Task item
Find each line below containing the word "bicycle" and copy it.

Input data
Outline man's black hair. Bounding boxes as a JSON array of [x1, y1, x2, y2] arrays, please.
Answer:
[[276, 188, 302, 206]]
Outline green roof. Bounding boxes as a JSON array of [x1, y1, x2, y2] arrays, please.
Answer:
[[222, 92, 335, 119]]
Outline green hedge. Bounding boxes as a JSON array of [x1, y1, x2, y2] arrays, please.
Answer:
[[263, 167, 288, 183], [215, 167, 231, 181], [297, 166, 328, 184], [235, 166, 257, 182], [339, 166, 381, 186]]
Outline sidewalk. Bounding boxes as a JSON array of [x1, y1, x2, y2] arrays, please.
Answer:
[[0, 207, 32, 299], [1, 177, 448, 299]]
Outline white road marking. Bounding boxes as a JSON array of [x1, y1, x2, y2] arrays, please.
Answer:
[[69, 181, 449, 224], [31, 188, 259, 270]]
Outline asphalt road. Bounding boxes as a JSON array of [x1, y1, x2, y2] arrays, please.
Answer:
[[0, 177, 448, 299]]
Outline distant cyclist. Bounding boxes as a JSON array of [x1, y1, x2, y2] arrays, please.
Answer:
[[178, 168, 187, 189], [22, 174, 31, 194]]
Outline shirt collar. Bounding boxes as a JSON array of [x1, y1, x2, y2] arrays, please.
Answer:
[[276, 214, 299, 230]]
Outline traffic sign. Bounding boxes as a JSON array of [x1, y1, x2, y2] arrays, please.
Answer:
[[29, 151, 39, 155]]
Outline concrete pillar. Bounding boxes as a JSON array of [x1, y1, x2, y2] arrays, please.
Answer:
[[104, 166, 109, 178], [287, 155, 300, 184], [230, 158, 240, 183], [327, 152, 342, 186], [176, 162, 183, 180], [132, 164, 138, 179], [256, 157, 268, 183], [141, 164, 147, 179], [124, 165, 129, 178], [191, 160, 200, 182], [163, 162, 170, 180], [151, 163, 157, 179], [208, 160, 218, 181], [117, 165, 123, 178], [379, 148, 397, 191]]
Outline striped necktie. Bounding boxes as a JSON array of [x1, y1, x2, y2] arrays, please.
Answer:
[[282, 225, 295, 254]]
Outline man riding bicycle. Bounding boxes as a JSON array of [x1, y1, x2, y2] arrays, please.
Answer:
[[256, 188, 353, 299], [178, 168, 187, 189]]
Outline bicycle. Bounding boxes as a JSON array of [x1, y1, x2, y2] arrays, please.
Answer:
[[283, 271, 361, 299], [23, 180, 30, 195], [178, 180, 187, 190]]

Exercise solution
Outline man riding bicycle. Bounding boxes as a JSON array of [x1, y1, x2, y2] arrays, please.
Outline bicycle. Bounding boxes as a JSON array of [x1, y1, x2, y2] arrays, please.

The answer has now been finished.